TEXTO DE LECTURA:

________________________________________

Blog personal de Ángela Beato. Escribo lo que siento. Digo lo que pienso. Procura no tomarme demasiado en serio.

sábado, 8 de octubre de 2022

Tradiciones y evolución

Cuando tenía 18 años me vine a estudiar Periodismo en Madrid. Previamente mi madre estuvo sondeando a sus conocidos para saber qué alojamiento podía resultar el más conveniente para ‘independizarme’ por primera vez. Descartado el piso compartido, porque era “muy pronto”, y el colegio mayor, demasiado caro, mi progenitora optó por buscarme acomodo en una residencia femenina de monjas trinitarias recomendada por otras religiosas de mi pueblo.

Aquel palacete sobrio de arquitectura franquista en la calle Altamirano de Madrid se convertiría en mi casa durante los primeros tres cursos. Al cuarto aproveché la estampida de otras cuatro residentes con las que había hecho buenas migas para abandonar el orden de la orden e instalarme con ellas en un piso en Isaac Peral, donde se acabaron los horarios de cierre, de comidas o de luz y la megafonía para avisar de las llamadas telefónicas. Y, lo mejor, no venían tunos a cantarnos el ‘Clavelitos’.

Lo siento, pero lo de la tuna universitaria siempre me ha provocado urticaria. Esos tipos con aspecto de haber repetido varios cursos, embutidos en bombachos cortos de terciopelo y ataviados con capa, representan para mí el antídoto de la lujuria.

Una noche se presentó una tuna a rondarnos a la puerta de la residencia. Buena parte de las chicas se asomaron a las ventanas excitadísimas con aquella inesperada presencia masculina que nos sacaba de la monotonía estudiantil y presionaron a las monjas para que dejaran entrar a los tunos en el recinto. “Solo un ratito”. No hubo que rogarles mucho. Imagino que a Sor Inés y al resto de religiosas se les hacía también el culo Pepsicola con la visita. Al final la tuna trasladó el recital al comedor de la residencia en un episodio del que solo guardo en la memoria la vergüenza que me dio.

Frente a las ‘Trinis’ no teníamos un colegio mayor masculino con colegiales que nos insultaran. Nos bastaba con el exhibicionista que merodeaba por la manzana y al que siempre terminábamos viéndole sin querer lo que llevaba debajo de la gabardina.

Sin embargo, aunque nuestra residencia femenina estaba fuera del radio de acción de los alojamientos estudiantiles de la Ciudad Universitaria, sí conocí el ambiente de los colegios mayores. No solo durante las fiestas a las que fuimos invitadas, sino también por anécdotas que circulaban en el ambiente universitario y contaban unos y otras.

En toda aquella etapa no recuerdo que nadie me llamara puta y si lo hubiera hecho, aunque fuera en broma, no lo habría dejado pasar. Hay palabras gruesas que son inaceptables y reducir a “tonterías de adolescentes” su uso para referirse a una chica trivializa las faltas de respeto y el machismo. Ya está bien de echar mano del ‘puta’ como insulto contra una mujer en cualquier momento y por cualquier motivo. Por lista, por estrecha, por digna, por harta, por difícil… Muchos hombres, y algunas mujeres también, solo saben canalizar su frustración azotando con esa palabra.

________________________________________

DATOS ALMACENADOS:

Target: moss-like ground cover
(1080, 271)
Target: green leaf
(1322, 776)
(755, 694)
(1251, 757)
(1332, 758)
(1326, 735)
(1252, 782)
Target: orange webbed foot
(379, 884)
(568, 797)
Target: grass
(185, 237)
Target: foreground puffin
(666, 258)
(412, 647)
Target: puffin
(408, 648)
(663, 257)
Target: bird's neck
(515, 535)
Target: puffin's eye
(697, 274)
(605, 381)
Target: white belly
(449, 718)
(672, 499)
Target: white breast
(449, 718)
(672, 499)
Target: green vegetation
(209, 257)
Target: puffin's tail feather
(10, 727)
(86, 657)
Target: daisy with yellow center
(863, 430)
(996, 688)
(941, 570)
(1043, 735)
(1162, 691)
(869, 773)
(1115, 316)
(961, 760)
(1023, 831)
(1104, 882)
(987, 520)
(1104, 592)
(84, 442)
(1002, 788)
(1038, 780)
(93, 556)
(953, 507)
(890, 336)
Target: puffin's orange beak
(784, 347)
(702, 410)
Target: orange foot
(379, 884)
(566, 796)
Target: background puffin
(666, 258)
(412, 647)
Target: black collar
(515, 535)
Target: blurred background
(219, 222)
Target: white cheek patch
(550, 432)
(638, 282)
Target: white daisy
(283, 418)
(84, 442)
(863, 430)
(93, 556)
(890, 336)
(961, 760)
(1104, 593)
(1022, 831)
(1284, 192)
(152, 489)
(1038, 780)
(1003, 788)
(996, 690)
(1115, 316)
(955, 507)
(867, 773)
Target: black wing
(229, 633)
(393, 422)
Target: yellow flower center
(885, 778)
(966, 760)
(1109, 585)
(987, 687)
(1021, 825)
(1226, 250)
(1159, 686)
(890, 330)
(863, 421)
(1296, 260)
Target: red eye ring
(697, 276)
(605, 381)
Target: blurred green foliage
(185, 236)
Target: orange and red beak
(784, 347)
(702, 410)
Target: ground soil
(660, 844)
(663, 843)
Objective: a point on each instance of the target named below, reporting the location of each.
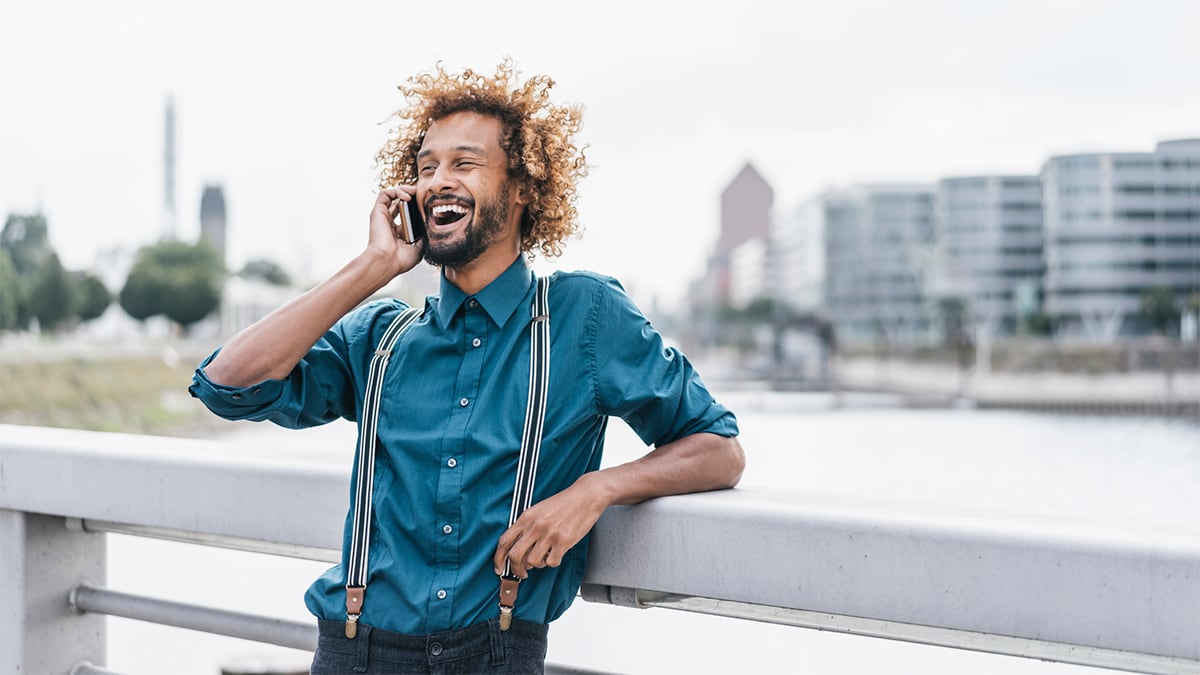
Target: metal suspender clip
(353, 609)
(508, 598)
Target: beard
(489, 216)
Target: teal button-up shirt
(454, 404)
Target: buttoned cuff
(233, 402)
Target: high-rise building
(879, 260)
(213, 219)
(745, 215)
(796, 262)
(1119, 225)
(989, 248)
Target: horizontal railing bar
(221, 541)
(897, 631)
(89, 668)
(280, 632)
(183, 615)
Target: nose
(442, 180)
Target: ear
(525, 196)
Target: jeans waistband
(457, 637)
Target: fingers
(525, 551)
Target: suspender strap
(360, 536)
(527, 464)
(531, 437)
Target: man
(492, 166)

________________________________________

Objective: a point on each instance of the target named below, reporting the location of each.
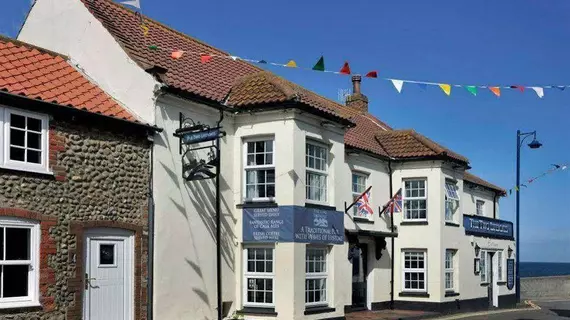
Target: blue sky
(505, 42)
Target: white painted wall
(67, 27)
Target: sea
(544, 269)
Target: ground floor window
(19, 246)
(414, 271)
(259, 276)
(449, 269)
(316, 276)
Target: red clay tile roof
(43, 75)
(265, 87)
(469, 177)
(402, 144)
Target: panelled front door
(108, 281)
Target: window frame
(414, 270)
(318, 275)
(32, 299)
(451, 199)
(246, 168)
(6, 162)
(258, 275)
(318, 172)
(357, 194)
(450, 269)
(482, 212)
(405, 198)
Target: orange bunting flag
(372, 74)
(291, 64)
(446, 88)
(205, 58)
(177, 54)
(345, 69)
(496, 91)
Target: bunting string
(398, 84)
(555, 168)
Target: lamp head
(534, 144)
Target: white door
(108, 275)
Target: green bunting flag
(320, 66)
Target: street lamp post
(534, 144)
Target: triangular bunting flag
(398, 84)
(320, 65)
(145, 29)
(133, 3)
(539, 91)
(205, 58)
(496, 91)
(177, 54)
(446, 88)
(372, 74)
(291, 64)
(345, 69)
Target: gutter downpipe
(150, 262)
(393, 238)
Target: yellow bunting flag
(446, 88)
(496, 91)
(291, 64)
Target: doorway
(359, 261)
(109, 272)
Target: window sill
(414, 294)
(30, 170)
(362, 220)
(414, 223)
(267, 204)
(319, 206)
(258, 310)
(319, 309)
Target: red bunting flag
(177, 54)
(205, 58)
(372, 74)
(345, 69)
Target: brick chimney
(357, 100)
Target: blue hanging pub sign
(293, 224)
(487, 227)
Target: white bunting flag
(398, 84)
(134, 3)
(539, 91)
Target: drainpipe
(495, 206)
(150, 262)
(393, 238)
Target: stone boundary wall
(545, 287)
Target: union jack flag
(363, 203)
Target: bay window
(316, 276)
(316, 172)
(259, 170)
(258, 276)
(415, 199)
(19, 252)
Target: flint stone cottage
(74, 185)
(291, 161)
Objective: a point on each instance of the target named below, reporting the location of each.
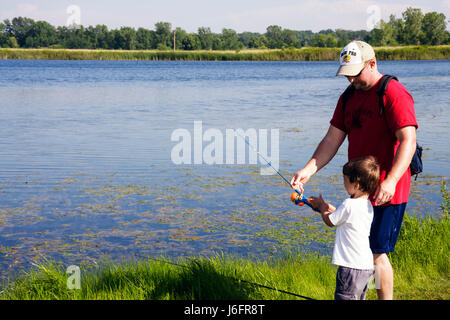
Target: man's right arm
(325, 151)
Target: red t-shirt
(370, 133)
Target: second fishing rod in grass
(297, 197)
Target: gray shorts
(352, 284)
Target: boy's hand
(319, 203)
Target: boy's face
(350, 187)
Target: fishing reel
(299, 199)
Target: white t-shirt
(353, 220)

________________________________________

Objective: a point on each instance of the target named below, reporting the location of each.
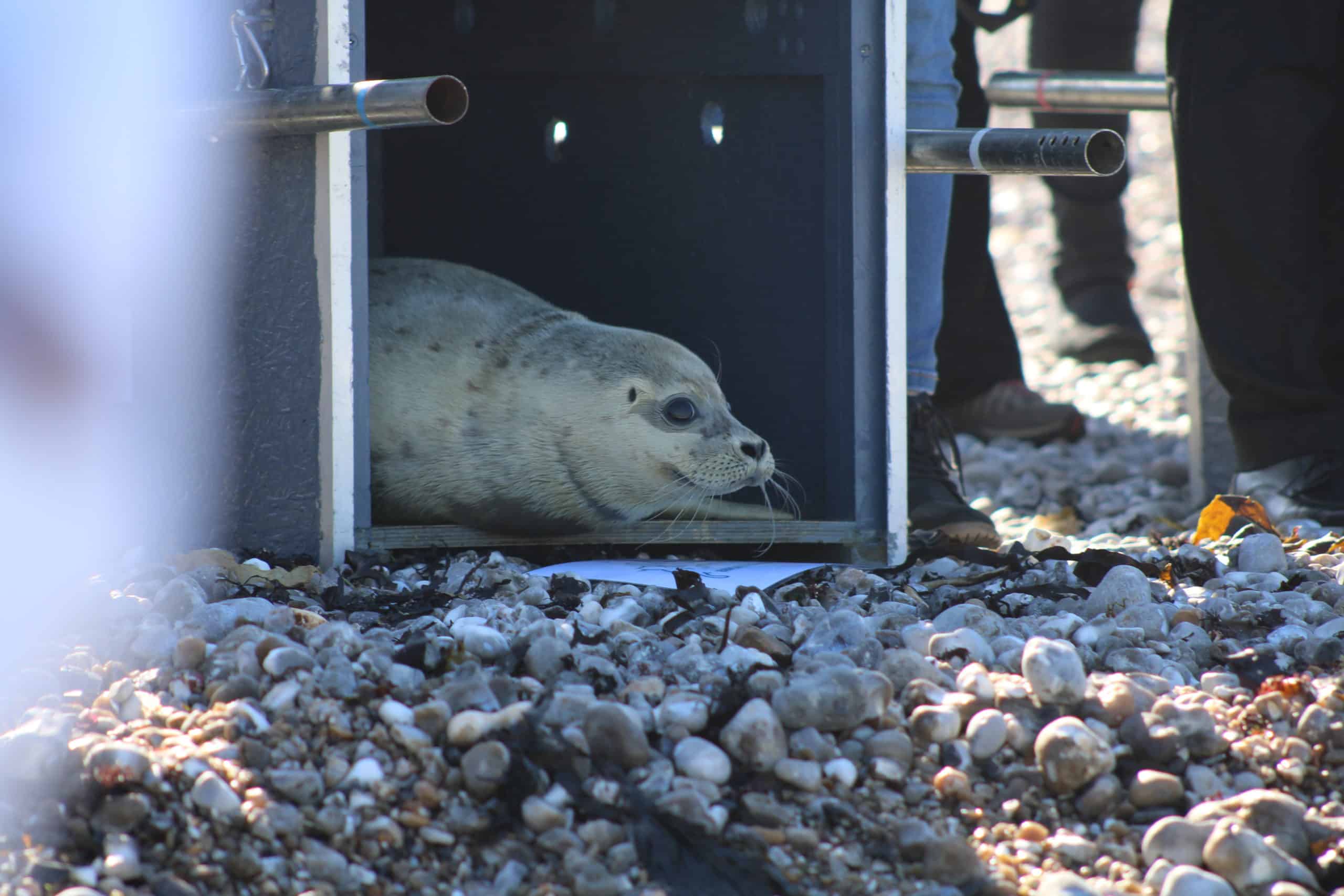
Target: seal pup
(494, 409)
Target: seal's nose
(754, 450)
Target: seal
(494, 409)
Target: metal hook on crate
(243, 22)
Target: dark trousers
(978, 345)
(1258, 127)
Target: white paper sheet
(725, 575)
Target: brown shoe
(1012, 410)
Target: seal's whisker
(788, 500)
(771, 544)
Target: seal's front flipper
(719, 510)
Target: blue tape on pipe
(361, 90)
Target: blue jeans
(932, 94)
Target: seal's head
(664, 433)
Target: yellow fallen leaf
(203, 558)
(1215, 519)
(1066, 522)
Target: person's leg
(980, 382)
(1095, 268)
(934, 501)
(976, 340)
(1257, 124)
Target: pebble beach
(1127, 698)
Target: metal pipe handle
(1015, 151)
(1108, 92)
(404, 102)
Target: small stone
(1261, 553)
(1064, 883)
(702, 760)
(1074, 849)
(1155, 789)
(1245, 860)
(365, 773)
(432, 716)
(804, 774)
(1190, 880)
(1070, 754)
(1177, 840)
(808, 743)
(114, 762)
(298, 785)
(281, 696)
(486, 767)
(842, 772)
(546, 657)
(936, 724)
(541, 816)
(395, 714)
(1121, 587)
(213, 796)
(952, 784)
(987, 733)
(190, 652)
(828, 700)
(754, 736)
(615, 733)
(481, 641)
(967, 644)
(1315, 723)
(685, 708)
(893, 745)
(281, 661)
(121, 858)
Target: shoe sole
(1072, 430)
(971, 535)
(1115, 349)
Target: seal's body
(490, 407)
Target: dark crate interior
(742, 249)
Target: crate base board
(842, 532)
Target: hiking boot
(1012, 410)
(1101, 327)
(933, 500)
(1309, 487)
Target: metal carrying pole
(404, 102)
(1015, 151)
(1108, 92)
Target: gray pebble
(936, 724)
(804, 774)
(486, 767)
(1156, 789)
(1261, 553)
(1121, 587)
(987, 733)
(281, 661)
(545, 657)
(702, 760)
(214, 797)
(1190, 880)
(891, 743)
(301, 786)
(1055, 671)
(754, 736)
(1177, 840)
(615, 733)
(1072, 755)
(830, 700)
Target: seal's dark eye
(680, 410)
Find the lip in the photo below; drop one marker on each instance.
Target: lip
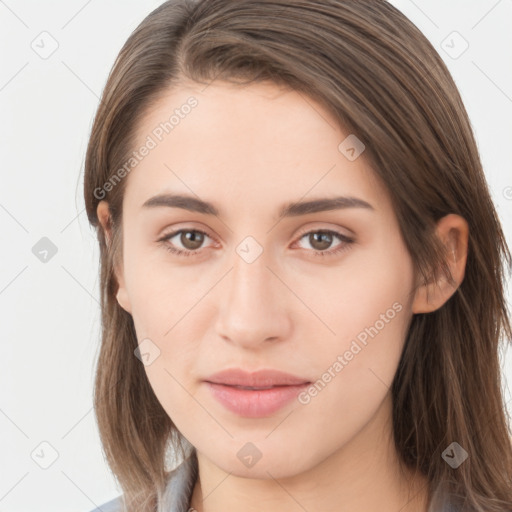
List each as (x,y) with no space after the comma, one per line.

________________________________________

SU OBJETIVO:
Según el texto de lectura, ¿en qué calle de Madrid se encontraba la residencia de monjas trinitarias? Las entradas son un material independiente del texto de lectura.

LA RESPUESTA:
En la calle Altamirano.